**Jobs**
1. Translate this sentence from the memorandum of understanding below into Spanish: "Notwithstanding the actual date of execution hereof, this Memorandum of Understanding is intended by the parties to have, and will have, effect as and from the 25th day of April, 2008 (the “Effective Date”)."
2. Pick up the memorandum of understanding between IMM and Cardero below after its last sentence and write what comes next.

**Document**
***

MEMORANDUM OF UNDERSTANDING
Between
INTERNATIONAL MINERALS AND MINES LIMITED
and
August 8, 2008
A. BACKGROUND
This Memorandum of Understanding (“MOU”), entered into among International Minerals and Mines Limited (“IMM”), a company established under the laws of Gibraltar, and Cardero Resource Corp. (“Cardero”), a company established under the laws of British Columbia, Canada, is to set out the results of the discussions of the parties to date with respect to the proposed parameters for the formation of a formal relationship between them that will enable them to move forward to assess the mineral potential of, secure and explore and, if warranted, develop and bring to production and mine mineral deposits located in the Caucasian Region (which the parties agree consists of the Republics of Georgia, Armenia and Azerbaijan, the north-east region of Turkey and certain divisions, republics and territories in Russia) (each, individually, an “Agreed Territory” and collectively, the “Agreed Territories”) utilizing IMM Gold Limited, a subsidiary of IMM incorporated under the laws of Gibraltar (“IMMG”).
Notwithstanding the actual date of execution hereof, this Memorandum of Understanding is intended by the parties to have, and will have, effect as and from the 25th day of April, 2008 (the “Effective Date”).
B. PURPOSE OF THIS MOU
IMM and Cardero (collectively, the “Parties” and individually, a “Party”) recognize that there are mineral exploration and development opportunities (including precious and base metals, coal and industrial minerals) in the Agreed Territories that will require the joint capabilities and expertise of the Parties to secure, explore and, if warranted, develop.

***

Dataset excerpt
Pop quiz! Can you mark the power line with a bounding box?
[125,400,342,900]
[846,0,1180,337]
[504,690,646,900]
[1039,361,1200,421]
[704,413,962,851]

***

**Final results**
1. No obstante la fecha real de firma del presente, las partes tienen la intención de que este Memorando de Entendimiento surta efecto, y surtirá efecto, a partir del 25 de abril de 2008 (la “Fecha de Entrada en Vigor”).

2.
The purpose of this MOU is to outline the general understanding of the proposed scope of the relationship between the parties (the Parties, while in such relationship, being referred to collectively as the “Consortium”) and the process anticipated for negotiation and settlement of formal documentation to give effect to such understandings, and the applicable conditions to participation in the Consortium.
The Parties recognize that IMM has the following capabilities:
●
An established track record and credibility with the Georgian and Armenian governmental agencies and officials
●
Established intellectual property including a geological database for portions of the Agreed Territories (the “Existing IMM Data”)
In this regard, IMM will be expected to use their commercially reasonable best efforts to provide introductions and advice and otherwise assist in obtaining, through IMMG, mineral resource exploration and production licenses and concessions, development charters and other required governmental permits, consents, licenses and permissions from the applicable authorities in the Agreed Territories.
In addition, IMM will use their commercially reasonable best efforts to:
●
Facilitate contact with, and appropriate commitments from, the appropriate governmental representatives in the Agreed Territories
●
Secure appropriate offices and other facilities for use by the Consortium in the Agreed Territories (and elsewhere as may be agreed by the Consortium)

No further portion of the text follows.